*SUPPLIED TEXT*.
□ □ □ □ □

It's Easier to Dance
Annie Laurie Harris
Annie Laurie Harris
About the Book . . .
It's Easier to Dance, a memoir, by Annie Laurie Harris, a woman of African American Heritage, born with cerebral palsy, depicts the highlights, turning points and crossroads of her life while living with a complex, disability. Cerebral palsy is a neurologicalbirth defect that can impair the function of any part of the brain. In her case, her brilliant intellect exists concurrently with lack of muscle coordination and significant speech impairment as well as difficulty in swallowing and performing everyday tasks. Ms. Harris tells in detail of the struggle to learn to take care of herself, earn professional credentials, work in profit and non-profit organizations, and becoming a contributing member of her community.
About the Author . . .
Annie Laurie Harris, the oldest one of her ethnicity who lives independently, was born with cerebral palsy. She has defied the odds and challenged the medical prognosis since early childhood. She continues to live a full and active life in her 6th decade. After achieving her Master's Degree at Penn State University in 1985 she worked as a counselor and advocate for those with a history of chemical dependency. In 1990, she was recruited by the prestigious World Institute of Disability to be the Assistant Director of the first HIV/Disability Project. Her grant writing expertise is second to none as private foundations funded her innovative research projects again and again. Since returning to her home state of PA where she lives near her beloved alma mater, Ms. Harris continues to be involved in her community and avidly supports the Penn State athletic program. Once again,her love of writing helps to supplement her income. Her groundbreaking memoirs, It's Easier to Dance, is provocative and thought provoking.
"It's Easier to Dance" by Annie Laurie Harris
book review video
Reader Review . . .
It's Time to Dance is the autobiography/memoir of Annie Laurie Harris. Her lifelong struggle with cerebral palsy is an inspiring story and a reminder to never give up, in spite of your problems. Born in the 1940s, she grew up in a time that was not only before the Americans with Disabilities Act, but before the Civil Rights victories of the 1960s and 1970s. She fought to be enrolled as a college student when special needs students were not welcome.
It was not a lengthy read, but it was worth reading. Very little has been written on this subject, and especially from the first person point of view. The book is very enlightening and an encouragement to anyone who has felt themselves to be disadvantaged in any way.

□ □ □ □ □

[Image point grounding data]
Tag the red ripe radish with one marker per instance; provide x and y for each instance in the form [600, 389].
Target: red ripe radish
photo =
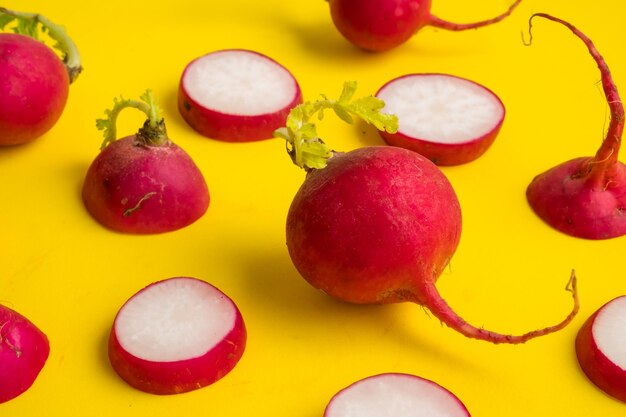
[380, 25]
[395, 395]
[448, 119]
[143, 183]
[237, 95]
[378, 224]
[601, 348]
[586, 197]
[34, 81]
[176, 335]
[24, 350]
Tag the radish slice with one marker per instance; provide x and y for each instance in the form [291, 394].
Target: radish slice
[601, 348]
[395, 395]
[176, 335]
[237, 95]
[448, 119]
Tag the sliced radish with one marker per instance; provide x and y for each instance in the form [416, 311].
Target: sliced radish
[237, 95]
[395, 395]
[601, 348]
[24, 350]
[176, 335]
[448, 119]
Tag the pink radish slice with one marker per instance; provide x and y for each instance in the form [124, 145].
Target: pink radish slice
[448, 119]
[175, 336]
[601, 348]
[395, 395]
[237, 95]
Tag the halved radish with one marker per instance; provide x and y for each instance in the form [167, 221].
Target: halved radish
[395, 395]
[448, 119]
[601, 348]
[176, 335]
[237, 95]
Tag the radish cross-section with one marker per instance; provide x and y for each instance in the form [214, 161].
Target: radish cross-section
[395, 395]
[176, 335]
[237, 95]
[448, 119]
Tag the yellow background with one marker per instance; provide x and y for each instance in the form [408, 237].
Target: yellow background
[70, 276]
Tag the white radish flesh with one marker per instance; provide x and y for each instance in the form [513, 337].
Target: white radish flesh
[176, 335]
[237, 95]
[395, 395]
[448, 119]
[601, 348]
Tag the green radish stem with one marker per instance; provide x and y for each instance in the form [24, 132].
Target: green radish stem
[27, 24]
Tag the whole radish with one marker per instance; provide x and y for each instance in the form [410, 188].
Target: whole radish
[24, 350]
[377, 224]
[34, 81]
[143, 183]
[380, 25]
[586, 197]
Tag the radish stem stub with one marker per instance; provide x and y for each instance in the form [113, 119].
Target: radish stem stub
[176, 335]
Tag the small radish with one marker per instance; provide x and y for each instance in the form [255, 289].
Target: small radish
[237, 95]
[380, 25]
[143, 183]
[24, 350]
[395, 395]
[34, 82]
[586, 197]
[176, 335]
[447, 119]
[377, 224]
[601, 348]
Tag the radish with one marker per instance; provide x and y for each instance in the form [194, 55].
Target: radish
[24, 350]
[601, 348]
[34, 82]
[143, 183]
[586, 197]
[237, 95]
[380, 25]
[176, 335]
[377, 224]
[395, 395]
[449, 120]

□ □ □ □ □

*TASK LIST*.
a) Using the book page, reproduce the passage from "It's Easier to Dance, a" to "of her community.", switching "intellect" to "mind".
b) Based on the book page, decide whether each statement is true, answering yes or no and quoting the words that settle it: (i) Harris earned her Master's Degree at Penn State University in 1985; (ii) Harris was recruited by the World Institute of Disability in 1995; (iii) the reader review calls the book a lengthy read.

*SOLVED TASKS*.
a)
It's Easier to Dance, a memoir, by Annie Laurie Harris, a woman of African American Heritage, born with cerebral palsy, depicts the highlights, turning points and crossroads of her life while living with a complex, disability. Cerebral palsy is a neurologicalbirth defect that can impair the function of any part of the brain. In her case, her brilliant mind exists concurrently with lack of muscle coordination and significant speech impairment as well as difficulty in swallowing and performing everyday tasks. Ms. Harris tells in detail of the struggle to learn to take care of herself, earn professional credentials, work in profit and non-profit organizations, and becoming a contributing member of her community.

b)
(i) Yes: "After achieving her Master's Degree at Penn State University in 1985"
(ii) No: "In 1990, she was recruited by the prestigious World Institute of Disability"
(iii) No: "It was not a lengthy read, but it was worth reading."